**TEXT EXTRACT:**

====

# Model Deployment using Tensorflow

## 1. Introduction
In this workbook, we will train a simple Tensorflow model and deploy that for inference. 
In this example, we use TensorFlow's [premade estimator iris data example](https://www.tensorflow.org/tutorials/estimator/premade) and add MLflow tracking.
This example trains a `tf.estimator.DNNClassifier` on the [iris dataset](https://archive.ics.uci.edu/ml/datasets/iris) and predicts on a validation set.
We then demonstrate how to load the saved model back as a generic `mlflow.pyfunc`, allowing us to make predictions.


## 2. Imports and Dependencies.
The few packages needed are loaded next. Particularly, `tensorflow`, `mlflow` will be majorly used in this tutorial. `requests` package will be used for performing query. `json` is used to post and get response from the server.

In [1]:
import os
import sys
import mlflow
import numpy as np
import mlflow.tensorflow
from mlflow import pyfunc
import tensorflow as tf
import pandas as pd
import tempfile
import shutil

# Suppress warnings
import warnings
warnings.filterwarnings("ignore")

2021-11-14 20:53:26.210552: W tensorflow/stream_executor/platform/default/dso_loader.cc:64] Could not load dynamic library 'libcudart.so.11.0'; dlerror: libcudart.so.11.0: cannot open shared object file: No such file or directory
2021-11-14 20:53:26.210591: I tensorflow/stream_executor/cuda/cudart_stub.cc:29] Ignore above cudart dlerror if you do not have a GPU set up on your machine.


## MLflow for experiment tracking and model deployment

MLflow is an open source platform for managing the end-to-end machine learning lifecycle. It tackles four primary functions:

- Tracking experiments to record and compare parameters and results (MLflow Tracking).

====

**WRITTEN EXERCISE:** Pick up the TensorFlow model deployment tutorial after its last line and continue writing it.

====

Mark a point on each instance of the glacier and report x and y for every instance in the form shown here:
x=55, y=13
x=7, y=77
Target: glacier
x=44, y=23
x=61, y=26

====

**TASK ANSWER:**
- Managing and deploying models from a variety of ML libraries to a variety of model serving and inference platforms (MLflow Models).
- Providing a central model store to collaboratively manage the full lifecycle of an MLflow Model, including model versioning, stage transitions, and annotations (MLflow Model Registry).

More information [here](https://www.mlflow.org/docs/latest/index.html#)



![image.png](https://www.mlflow.org/docs/latest/_images/scenario_4.png)

- localhost maps to the server on which the current notebook is running

- Tracking server maps to the server at environment variable `TRACKING_URL` that can be printed using `os.environ.get("TRACKING_URL")`

- Create an mlflow client that communicates with the tracking server

In [2]:
from mlflow import pyfunc

# Setting a tracking uri to log the mlflow logs in a particular location tracked by 
from mlflow.tracking import MlflowClient
tracking_uri = os.environ.get("TRACKING_URL")
client = MlflowClient(tracking_uri=tracking_uri)
mlflow.set_tracking_uri(tracking_uri)

## Create an experiment in mlflow database using mlflow client

- Get the list of all the experiments (Click on **Experiments** tab on the sidebar to see the list)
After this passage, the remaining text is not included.